— What you will do —
Below are records; please write out exactly the lines from the first line through the line containing "# test: locate() returns one point per instance of the yellow", with no pictures.

(Entries taken from a collection)

··········

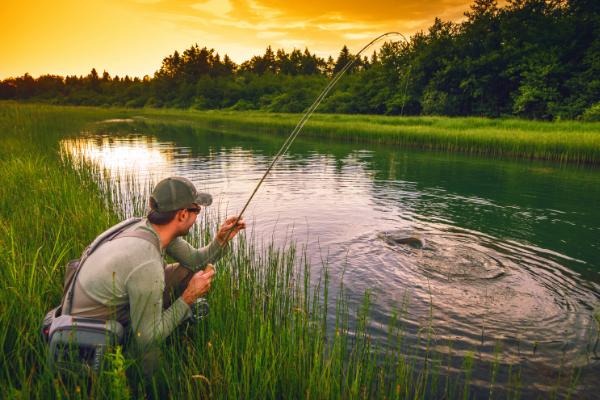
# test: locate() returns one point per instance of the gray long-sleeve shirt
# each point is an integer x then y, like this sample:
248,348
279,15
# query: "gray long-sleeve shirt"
126,276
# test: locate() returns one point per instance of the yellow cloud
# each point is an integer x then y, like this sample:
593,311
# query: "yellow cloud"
132,36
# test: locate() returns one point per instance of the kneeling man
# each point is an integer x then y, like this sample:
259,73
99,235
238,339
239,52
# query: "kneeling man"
127,278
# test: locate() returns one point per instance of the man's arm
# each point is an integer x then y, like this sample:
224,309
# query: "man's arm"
149,322
193,258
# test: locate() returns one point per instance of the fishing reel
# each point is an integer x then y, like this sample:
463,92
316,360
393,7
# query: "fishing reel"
200,310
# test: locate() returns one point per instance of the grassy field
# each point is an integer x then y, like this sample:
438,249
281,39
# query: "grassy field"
266,336
569,141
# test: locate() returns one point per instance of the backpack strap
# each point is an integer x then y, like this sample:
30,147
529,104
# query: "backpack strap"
115,232
141,234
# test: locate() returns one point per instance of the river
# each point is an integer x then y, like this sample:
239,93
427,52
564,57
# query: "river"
509,267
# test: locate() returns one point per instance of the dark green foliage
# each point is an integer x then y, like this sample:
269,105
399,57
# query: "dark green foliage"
535,59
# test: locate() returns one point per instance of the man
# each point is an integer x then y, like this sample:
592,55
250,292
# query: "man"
127,278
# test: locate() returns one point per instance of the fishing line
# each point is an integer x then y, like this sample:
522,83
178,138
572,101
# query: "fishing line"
307,114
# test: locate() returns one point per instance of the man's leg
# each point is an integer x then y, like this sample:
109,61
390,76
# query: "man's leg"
177,278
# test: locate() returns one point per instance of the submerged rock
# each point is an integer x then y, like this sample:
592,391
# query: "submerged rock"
408,238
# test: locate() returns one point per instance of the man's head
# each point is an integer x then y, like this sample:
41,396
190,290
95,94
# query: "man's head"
176,201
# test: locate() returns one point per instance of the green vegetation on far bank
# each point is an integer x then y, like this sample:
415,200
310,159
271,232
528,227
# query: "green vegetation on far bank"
565,141
266,336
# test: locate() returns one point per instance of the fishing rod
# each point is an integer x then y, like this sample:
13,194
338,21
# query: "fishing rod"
307,114
200,308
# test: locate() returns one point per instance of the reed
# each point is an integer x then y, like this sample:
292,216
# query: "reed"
267,336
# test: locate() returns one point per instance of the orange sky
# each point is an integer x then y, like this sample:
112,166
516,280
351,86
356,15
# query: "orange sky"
133,36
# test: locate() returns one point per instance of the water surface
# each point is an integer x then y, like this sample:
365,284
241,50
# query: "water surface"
511,253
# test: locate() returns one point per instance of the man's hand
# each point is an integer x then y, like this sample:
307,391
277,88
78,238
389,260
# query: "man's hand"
227,231
198,285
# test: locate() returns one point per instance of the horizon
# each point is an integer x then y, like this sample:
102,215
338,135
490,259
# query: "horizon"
144,32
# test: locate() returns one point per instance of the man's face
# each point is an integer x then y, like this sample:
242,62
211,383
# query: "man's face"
188,218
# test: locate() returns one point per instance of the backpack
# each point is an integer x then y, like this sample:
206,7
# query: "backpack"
79,343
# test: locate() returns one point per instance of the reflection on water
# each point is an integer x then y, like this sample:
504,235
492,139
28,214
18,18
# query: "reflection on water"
510,254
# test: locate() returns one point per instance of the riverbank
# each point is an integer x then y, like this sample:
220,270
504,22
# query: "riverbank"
569,141
266,336
563,141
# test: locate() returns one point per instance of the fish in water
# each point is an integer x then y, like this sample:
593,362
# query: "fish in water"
395,238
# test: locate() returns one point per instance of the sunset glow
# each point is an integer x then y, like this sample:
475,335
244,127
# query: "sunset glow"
131,37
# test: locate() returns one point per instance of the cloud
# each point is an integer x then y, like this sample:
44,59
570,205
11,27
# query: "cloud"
246,27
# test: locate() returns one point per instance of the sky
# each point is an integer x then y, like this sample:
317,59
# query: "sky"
131,37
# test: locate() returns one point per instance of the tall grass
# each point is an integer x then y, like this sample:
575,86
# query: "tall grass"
267,335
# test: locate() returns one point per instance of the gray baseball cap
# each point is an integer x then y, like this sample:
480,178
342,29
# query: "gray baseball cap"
175,193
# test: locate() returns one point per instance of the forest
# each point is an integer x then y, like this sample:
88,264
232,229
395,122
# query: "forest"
535,59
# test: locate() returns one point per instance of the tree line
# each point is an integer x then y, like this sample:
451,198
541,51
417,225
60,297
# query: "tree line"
536,59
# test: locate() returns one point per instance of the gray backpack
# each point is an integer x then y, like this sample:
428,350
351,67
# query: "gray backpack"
78,344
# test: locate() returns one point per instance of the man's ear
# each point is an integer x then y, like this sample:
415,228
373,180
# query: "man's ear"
180,216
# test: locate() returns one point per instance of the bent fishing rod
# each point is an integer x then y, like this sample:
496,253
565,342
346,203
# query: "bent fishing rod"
305,117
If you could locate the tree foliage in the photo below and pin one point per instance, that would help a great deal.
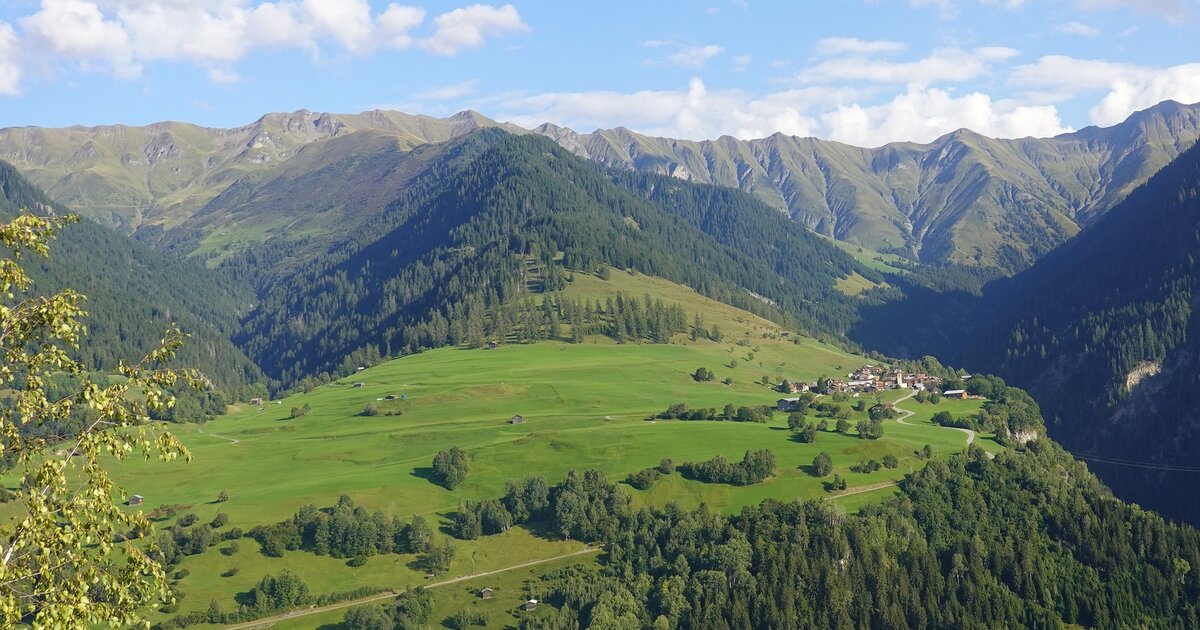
(59, 567)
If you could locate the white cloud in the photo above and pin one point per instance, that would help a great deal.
(10, 69)
(348, 22)
(1171, 10)
(79, 30)
(1127, 87)
(1066, 77)
(468, 27)
(124, 35)
(1128, 95)
(922, 114)
(396, 22)
(448, 93)
(1078, 28)
(943, 65)
(694, 113)
(840, 46)
(694, 57)
(918, 114)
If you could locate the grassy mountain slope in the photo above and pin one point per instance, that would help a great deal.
(581, 412)
(963, 198)
(159, 174)
(135, 293)
(459, 239)
(1104, 333)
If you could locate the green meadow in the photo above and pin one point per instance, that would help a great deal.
(586, 406)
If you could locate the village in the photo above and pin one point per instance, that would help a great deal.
(868, 379)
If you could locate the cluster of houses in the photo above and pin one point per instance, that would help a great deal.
(868, 379)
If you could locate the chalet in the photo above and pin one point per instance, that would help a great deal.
(787, 405)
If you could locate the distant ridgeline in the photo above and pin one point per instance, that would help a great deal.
(454, 257)
(1103, 333)
(135, 293)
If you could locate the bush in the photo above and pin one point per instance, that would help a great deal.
(645, 478)
(754, 467)
(822, 465)
(865, 467)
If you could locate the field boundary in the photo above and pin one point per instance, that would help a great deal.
(304, 612)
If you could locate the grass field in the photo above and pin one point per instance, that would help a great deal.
(586, 406)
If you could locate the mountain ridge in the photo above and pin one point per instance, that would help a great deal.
(961, 199)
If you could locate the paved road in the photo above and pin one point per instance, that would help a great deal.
(267, 622)
(905, 414)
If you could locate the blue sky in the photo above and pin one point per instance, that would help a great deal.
(864, 72)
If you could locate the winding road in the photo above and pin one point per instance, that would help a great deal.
(267, 622)
(906, 413)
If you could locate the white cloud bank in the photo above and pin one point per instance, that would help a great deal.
(125, 35)
(919, 114)
(10, 70)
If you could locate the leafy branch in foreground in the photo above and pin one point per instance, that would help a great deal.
(60, 561)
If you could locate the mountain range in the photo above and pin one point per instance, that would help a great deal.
(961, 199)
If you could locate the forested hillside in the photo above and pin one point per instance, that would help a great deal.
(1103, 331)
(136, 293)
(963, 198)
(461, 238)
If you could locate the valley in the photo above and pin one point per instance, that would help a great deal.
(586, 406)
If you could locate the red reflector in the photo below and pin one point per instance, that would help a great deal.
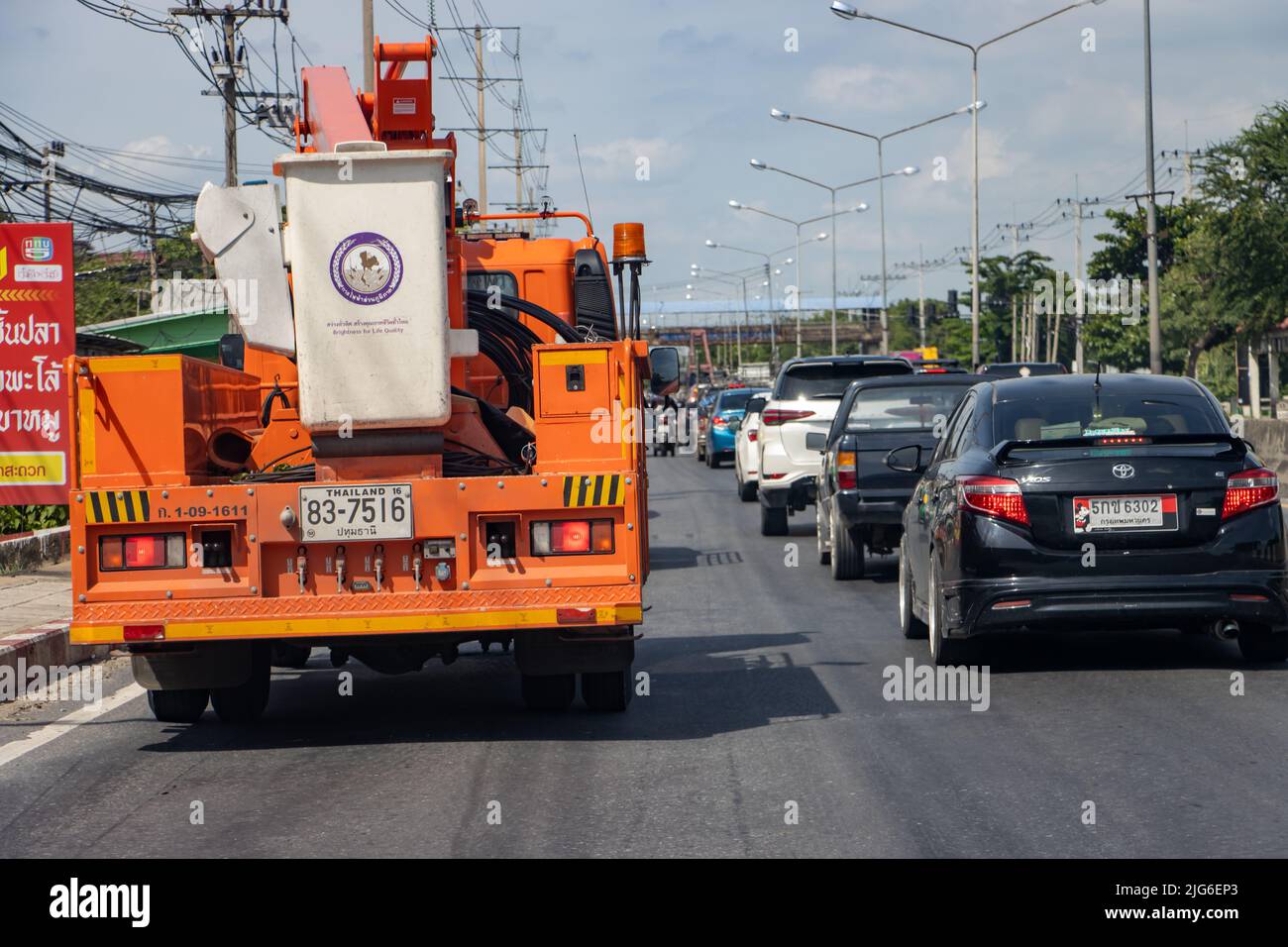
(993, 496)
(1248, 489)
(570, 536)
(778, 415)
(145, 552)
(143, 633)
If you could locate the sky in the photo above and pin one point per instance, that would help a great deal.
(669, 101)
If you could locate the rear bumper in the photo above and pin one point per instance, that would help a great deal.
(795, 493)
(1258, 596)
(855, 509)
(362, 615)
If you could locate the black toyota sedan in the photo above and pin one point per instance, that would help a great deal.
(862, 489)
(1083, 501)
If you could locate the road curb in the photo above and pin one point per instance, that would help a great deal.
(31, 549)
(46, 646)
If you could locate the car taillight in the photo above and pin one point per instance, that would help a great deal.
(572, 536)
(1248, 489)
(778, 415)
(993, 496)
(846, 478)
(141, 552)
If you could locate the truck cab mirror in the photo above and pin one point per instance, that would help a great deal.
(906, 459)
(664, 369)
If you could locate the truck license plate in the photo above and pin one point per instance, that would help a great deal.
(1124, 513)
(356, 512)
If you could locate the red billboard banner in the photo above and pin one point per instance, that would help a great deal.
(38, 333)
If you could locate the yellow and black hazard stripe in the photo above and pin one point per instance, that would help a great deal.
(117, 506)
(593, 489)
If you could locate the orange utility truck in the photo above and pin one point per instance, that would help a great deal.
(424, 432)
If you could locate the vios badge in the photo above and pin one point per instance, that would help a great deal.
(366, 268)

··········

— Completed exercise —
# test: locate() returns one point per instance of the gray long-sleeve shirt
# each point is an integer x then y, like this sample:
248,348
279,15
# query: "gray long-sleeve shirt"
126,276
# test: locate() returns one point per instance of the yellow cloud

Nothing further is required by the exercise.